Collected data
# # # # # # #
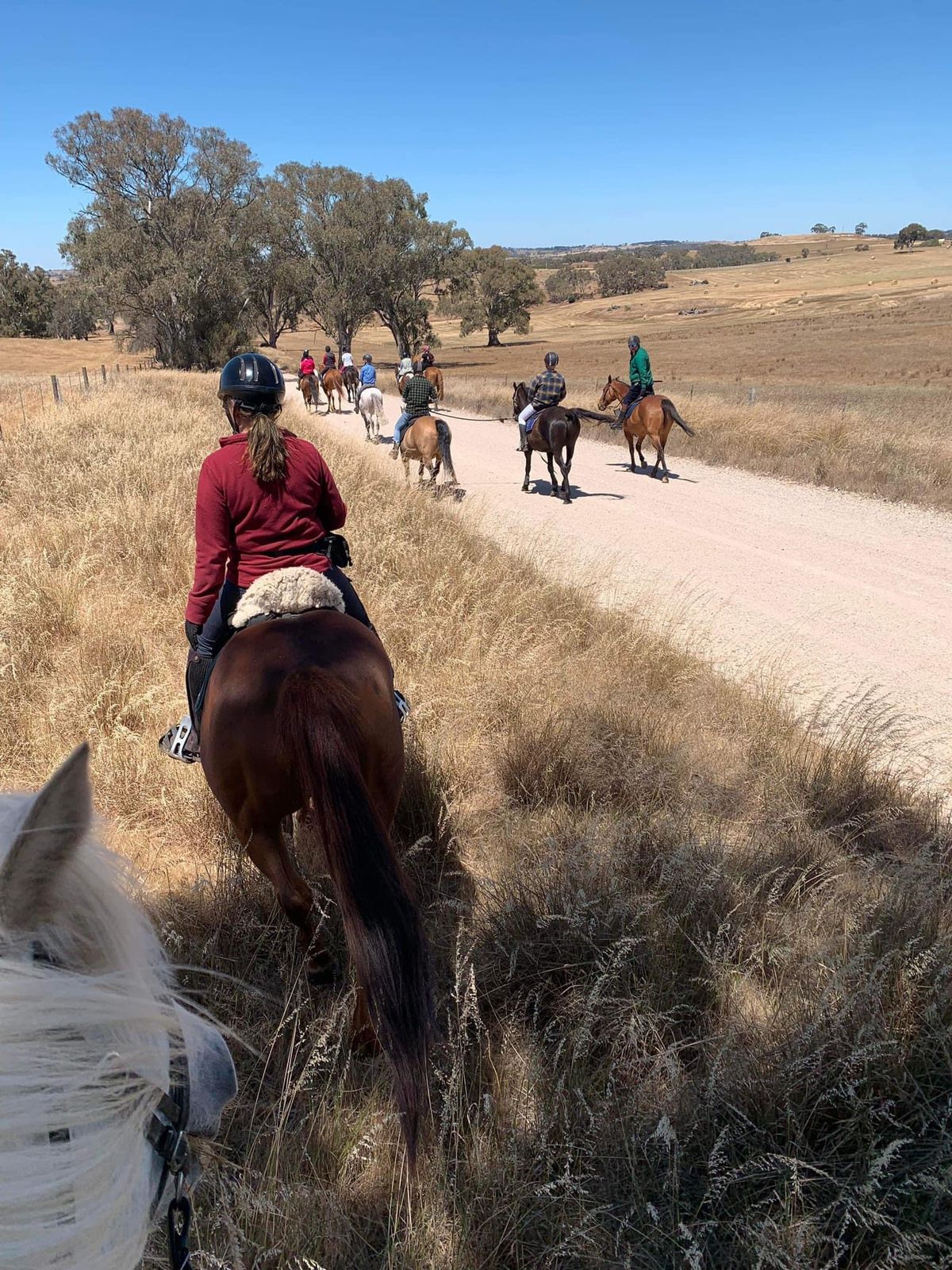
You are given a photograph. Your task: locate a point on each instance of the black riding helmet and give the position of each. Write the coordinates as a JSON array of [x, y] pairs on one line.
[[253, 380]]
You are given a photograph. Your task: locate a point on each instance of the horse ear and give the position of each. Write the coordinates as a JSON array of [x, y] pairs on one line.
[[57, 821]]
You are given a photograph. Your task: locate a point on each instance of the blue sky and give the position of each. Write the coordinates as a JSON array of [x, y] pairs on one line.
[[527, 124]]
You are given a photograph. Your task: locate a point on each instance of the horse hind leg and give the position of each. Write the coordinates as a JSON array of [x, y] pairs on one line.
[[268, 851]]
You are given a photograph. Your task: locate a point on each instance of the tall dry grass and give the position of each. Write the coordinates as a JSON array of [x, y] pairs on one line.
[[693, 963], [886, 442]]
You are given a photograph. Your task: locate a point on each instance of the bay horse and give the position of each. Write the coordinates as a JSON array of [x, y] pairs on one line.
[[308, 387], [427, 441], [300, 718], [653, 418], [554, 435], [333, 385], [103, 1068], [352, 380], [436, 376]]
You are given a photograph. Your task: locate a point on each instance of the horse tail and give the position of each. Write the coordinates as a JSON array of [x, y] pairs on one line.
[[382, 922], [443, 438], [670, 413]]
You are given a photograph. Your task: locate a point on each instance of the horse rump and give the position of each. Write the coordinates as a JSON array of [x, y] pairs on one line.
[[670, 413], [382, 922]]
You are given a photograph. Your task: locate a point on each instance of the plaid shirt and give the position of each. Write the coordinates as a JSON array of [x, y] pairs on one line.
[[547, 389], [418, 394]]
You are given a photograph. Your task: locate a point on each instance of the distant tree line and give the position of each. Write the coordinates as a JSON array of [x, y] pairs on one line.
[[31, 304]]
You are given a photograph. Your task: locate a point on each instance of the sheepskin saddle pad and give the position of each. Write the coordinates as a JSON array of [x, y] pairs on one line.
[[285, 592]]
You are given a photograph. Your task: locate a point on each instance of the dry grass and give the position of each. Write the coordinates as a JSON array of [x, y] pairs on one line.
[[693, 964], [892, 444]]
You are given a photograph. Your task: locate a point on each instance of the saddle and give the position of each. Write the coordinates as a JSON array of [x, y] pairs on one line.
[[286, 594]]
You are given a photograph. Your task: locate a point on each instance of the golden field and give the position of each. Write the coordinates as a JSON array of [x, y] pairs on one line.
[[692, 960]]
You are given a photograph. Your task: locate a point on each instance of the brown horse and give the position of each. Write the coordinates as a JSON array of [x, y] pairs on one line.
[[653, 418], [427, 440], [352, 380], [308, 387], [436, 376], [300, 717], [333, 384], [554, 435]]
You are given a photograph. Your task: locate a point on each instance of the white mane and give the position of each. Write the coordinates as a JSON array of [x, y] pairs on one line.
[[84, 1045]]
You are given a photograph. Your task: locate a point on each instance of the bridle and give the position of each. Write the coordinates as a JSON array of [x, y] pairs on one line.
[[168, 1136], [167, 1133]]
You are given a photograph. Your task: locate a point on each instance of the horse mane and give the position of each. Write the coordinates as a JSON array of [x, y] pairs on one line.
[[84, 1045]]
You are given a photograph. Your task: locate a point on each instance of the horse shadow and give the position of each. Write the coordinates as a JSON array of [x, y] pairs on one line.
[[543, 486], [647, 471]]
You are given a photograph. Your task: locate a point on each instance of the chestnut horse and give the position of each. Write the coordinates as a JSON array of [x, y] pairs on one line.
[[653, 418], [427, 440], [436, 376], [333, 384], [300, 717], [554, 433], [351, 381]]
# # # # # # #
- REQUIREMENT: The output must match the records word for word, except that no pictures appear.

- SOLUTION FOR THIS TASK:
You are given a photograph. Your task: locate a point on each instance of the black riding helmet and give the position of each. Write the coordinates as a JSON array of [x, y] pairs on one line.
[[253, 380]]
You are given a photograph. Your task: locate a point on each instance of the horse ear and give the position of each. Write the coordinates as a JSON array of [x, y] pairs on one line.
[[57, 821]]
You are given a photograph. Your task: locate a point on each instance of the blue sky and give the position of each. Write the coordinates as a JSON array of [x, y] pairs on one line.
[[527, 124]]
You are given a photograph. Your task: locate a point on each instance of the horse hind leg and give the position of each. Write the coordinates as a JSON array of [x, y] pairs on one line.
[[268, 851]]
You are given a photograph. Your task: locate a point on each instance of the tall dry grass and give the position of each. Write the coordinates as a JSON array of [x, y] pairs on one line.
[[693, 963], [886, 442]]
You are given a photograph. Your task: locate a point on each instance of the bay horse and give the position of each. Write the coordinates as a JSON array of [x, y] pairs on one line.
[[308, 387], [427, 441], [300, 718], [653, 418], [554, 435], [333, 385], [103, 1068], [352, 380], [436, 376]]
You are given a photograph. Your task: locate a point on each instance of the horse tail and give the position of each. Write the coordinates as a JSON array of [x, y] pairs on one line.
[[382, 922], [443, 438], [670, 413]]
You are given a photograph. Your task: locate a point on each instance of the horse rump and give the position of each. Write the coordinates as a JSON array of [x, y] pairs on one line.
[[670, 413], [382, 922]]
You are given a photograph. Your task: locate a point on each instance of the plaid shirt and give the position of each. Write the coordinates as a JSON array of [x, y] pairs on one line.
[[547, 389], [418, 394]]
You are given a photograph. Your task: locate a point on each instance of the distant tree line and give the position of each. Write the coordinates as a JSON array of [x, y] pairs on one line.
[[31, 304]]
You are given a photograph. Your task: locate a point on each instance of the sheepskin saddle pad and give the position of each. Write the coordinates as a JSON array of [x, y] pairs on one line.
[[285, 592]]
You are given a photograph. Your task: locate a point on each instance of the dry grass and give the position of each. Write the coordinates as a JSON array of [x, y] pairs on one line.
[[693, 964], [892, 444]]
You are given a photograph. Your task: locate a point on each instance of the saddle and give the position of each. Write the coordinates as a JSON array of [x, y] pairs on one line.
[[286, 594]]
You are given a photograph. Your task: locate a point on each instance of the golden field and give the position of each. Write the coordinates as a JSON array of [x, y] pairs on one line.
[[692, 960]]
You are given a photograph. Your task: locate a point on each instance of the brown horse and give the position of each. Write the coordinates as a JSON array of [x, y] pairs on one line.
[[653, 418], [427, 440], [352, 380], [308, 387], [436, 376], [300, 717], [333, 384], [554, 435]]
You are given a photograph. Your task: locate a point on each instance of the white mane and give the position of each. Write the coordinates as a JSON array of [x, y] pairs on one line.
[[84, 1045]]
You are given a photograph. Your task: locate a point on each instance of the bridle and give the position of each. Write the coordinates as a JSON array of [x, y] pairs on one line.
[[168, 1136], [167, 1133]]
You are given a photograph. Your task: locate a point on each instance of the horse mane and give the position of each. Write the coordinates as a JSON array of [x, y] pairs on one line.
[[84, 1045]]
You are given a photograph. Your task: locate a point on each instance of the horse shadow and give the position of each. Write the coordinates as a JSON array of [x, y] pairs on one line.
[[543, 486], [647, 471]]
You are given a photograph. Your task: locate a point on each instance of the chestnut horse and give the position of each. Write the coordinates as a JSON array of [x, y] pairs on one line.
[[653, 418], [427, 440], [436, 376], [333, 384], [300, 717], [554, 433], [351, 381]]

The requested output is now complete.